▶ PAGE EXCERPT:
== Segment start ==
Ovarian cancer is a particularly insidious disease. Its early stages often do lead to symptoms, contrary to popular belief, but nothing that can't be interpreted as several of a number of other, far less serious diseases. The cancer generates biomarkers that can be measured with blood tests, but these biomarkers can also indicate other kinds of cancer or no cancer at all.

By the time ovarian cancer is finally diagnosed, it is usually too late to treat it. In the United States alone, epidemiologists estimate that more than 21,000 women will be diagnosed with the disease and approximately 14,180 will die of it. Most American women do not receive a life-extending treatment for ovarian cancer, however, that can add an average of 16 months to their lives.

Not A Recent Innovation In Cancer Treatment

What is this innovation in treating ovarian cancer? It is not an especially complicated technique. As far back as the year 2006, the (US) National Cancer Institute took the rare step of making an "important clinical announcement," advising doctors of a change in treatment methods so significant that they should modify their treatment protocols for ovarian cancer immediately. A major study had found that pumping the standard chemotherapy drugs for ovarian cancer directly into the peritoneum (the membrane lining the abdomen), rather than through a vein in the arm, could add more than a year, 16 months on average, to the lives of women who were diagnosed with the disease and being treated for it.
== Segment end ==
▶ ACTIVITIES:
A – Please rewrite the ovarian cancer passage starting with "By the time" and going on through "to their lives.", replacing "women" with "patients".
B – List every part of the human body named in the ovarian cancer passage.
C – Continue the ovarian cancer passage from the point where it stops.
The rows that come after this text have nothing to do with it.

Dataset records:
== Segment start ==
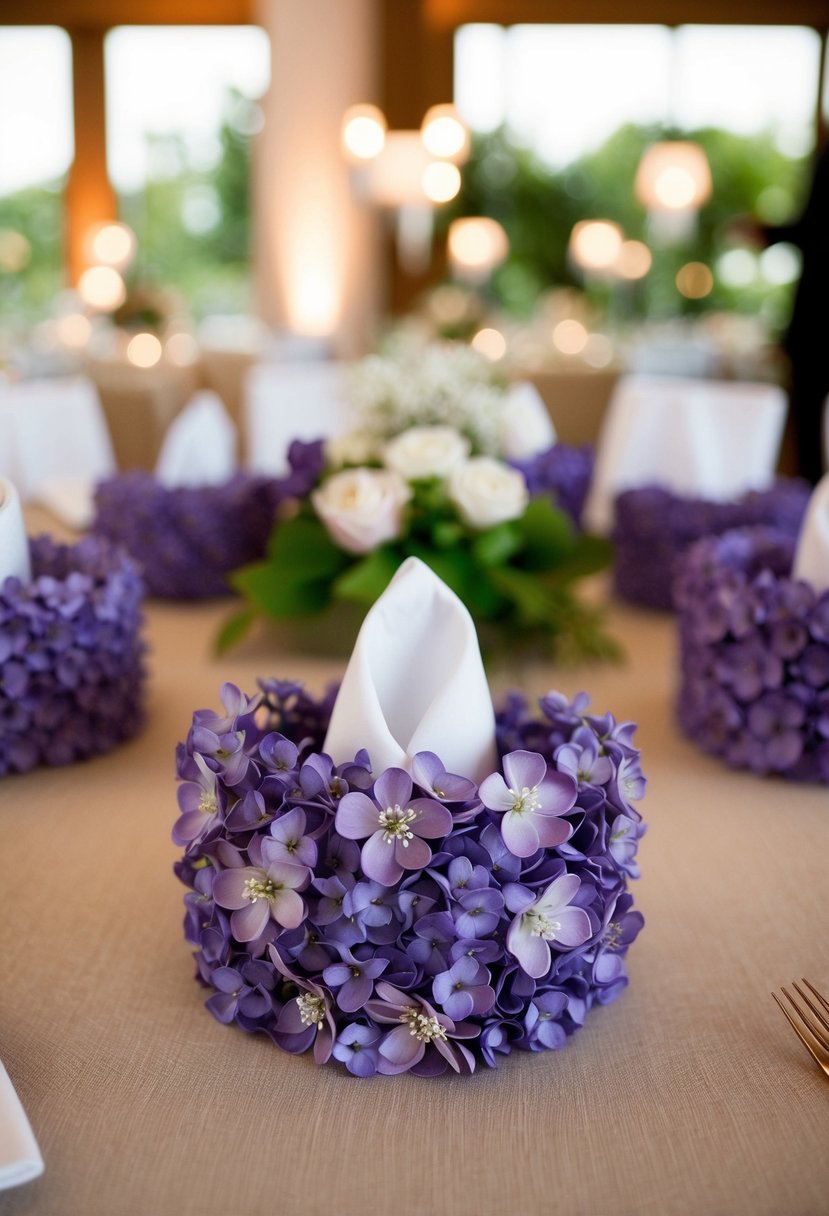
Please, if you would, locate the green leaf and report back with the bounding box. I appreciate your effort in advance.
[231,562,331,620]
[332,546,400,604]
[472,523,521,565]
[518,497,575,570]
[490,567,556,627]
[214,608,256,654]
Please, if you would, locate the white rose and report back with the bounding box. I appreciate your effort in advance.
[383,427,469,482]
[449,456,530,529]
[501,382,556,460]
[311,468,412,553]
[326,430,377,468]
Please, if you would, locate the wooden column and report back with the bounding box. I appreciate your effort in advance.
[380,0,455,315]
[64,27,115,286]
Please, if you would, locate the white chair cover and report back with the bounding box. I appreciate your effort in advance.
[585,376,788,535]
[246,362,353,475]
[156,389,237,489]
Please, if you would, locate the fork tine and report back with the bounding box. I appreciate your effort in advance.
[791,980,829,1051]
[772,989,828,1073]
[802,980,829,1013]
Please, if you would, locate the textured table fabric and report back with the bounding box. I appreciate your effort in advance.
[0,532,829,1216]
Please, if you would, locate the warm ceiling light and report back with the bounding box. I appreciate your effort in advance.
[84,224,136,270]
[553,319,588,355]
[570,220,622,272]
[635,140,711,212]
[78,266,126,313]
[342,106,385,161]
[126,333,162,367]
[615,241,654,280]
[421,105,469,161]
[422,161,461,203]
[676,261,714,300]
[472,328,507,364]
[447,215,509,280]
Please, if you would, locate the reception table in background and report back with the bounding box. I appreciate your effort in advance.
[0,516,829,1216]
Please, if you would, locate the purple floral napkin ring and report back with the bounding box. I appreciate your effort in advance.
[613,478,810,610]
[0,536,145,775]
[676,528,829,783]
[92,471,280,599]
[173,680,644,1076]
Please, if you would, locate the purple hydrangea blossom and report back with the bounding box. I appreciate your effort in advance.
[92,469,282,599]
[0,536,145,778]
[676,528,829,783]
[175,681,646,1076]
[613,478,811,610]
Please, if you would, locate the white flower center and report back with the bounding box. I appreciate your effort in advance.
[378,803,417,849]
[509,786,541,815]
[524,908,562,941]
[242,878,282,903]
[297,992,326,1026]
[198,789,219,815]
[400,1009,446,1043]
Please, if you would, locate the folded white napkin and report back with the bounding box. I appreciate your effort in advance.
[501,381,556,460]
[0,1064,44,1190]
[0,477,32,584]
[156,389,236,489]
[325,557,496,781]
[791,473,829,595]
[585,376,786,535]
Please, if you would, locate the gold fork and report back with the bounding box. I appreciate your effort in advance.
[772,980,829,1076]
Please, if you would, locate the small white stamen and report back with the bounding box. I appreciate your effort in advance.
[400,1009,446,1043]
[377,803,417,849]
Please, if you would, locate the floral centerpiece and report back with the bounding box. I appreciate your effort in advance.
[613,478,810,610]
[220,347,607,655]
[92,469,280,599]
[676,528,829,782]
[0,536,146,775]
[173,680,644,1076]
== Segment end ==
▶ ANSWERS FOR THE TASKS:
A –
By the time ovarian cancer is finally diagnosed, it is usually too late to treat it. In the United States alone, epidemiologists estimate that more than 21,000 patients will be diagnosed with the disease and approximately 14,180 will die of it. Most American patients do not receive a life-extending treatment for ovarian cancer, however, that can add an average of 16 months to their lives.

B – peritoneum, abdomen, vein, arm

C –
 
Cancer experts urged that the method of administering chemo be used for women ovarian cancer immediately.
 
Nearly 10 years later, fewer than half of American women who were diagnosed with this form of cancer were getting their chemotherapy intraperitoneally, through a port in the abdomen. Every year, thousands of years of life are needlessly lost because of these outdated treatment practices. As Dr Maurie Markman, president of medicine and science at Cancer Treatment Centers of America, told the New York Times, "It's unfortunate, but it's the real world. To call the situation 'tragic' would be fair."

Why Don't Oncologists Use Intraperitoneal Administration Of Chemotherapy?

A cynical, but probably accurate, understanding of the reason due to which more oncologists don't give chemotherapy for ovarian cancer through an abdominal port is that it doesn't make them more money. This recommended method of administering chemotherapy to women who are being treated for ovarian cancer uses generic anti-cancer drugs that cost less, on which the cancer clinic makes a smaller profit. It takes more time to administer chemotherapy this way, and insurance companies don't compensate doctors or cancer clinics for the additional time required for the procedure. It also takes clinical skills that some nurses don't have. To adopt this method more widely, additional training of the workforce would be required.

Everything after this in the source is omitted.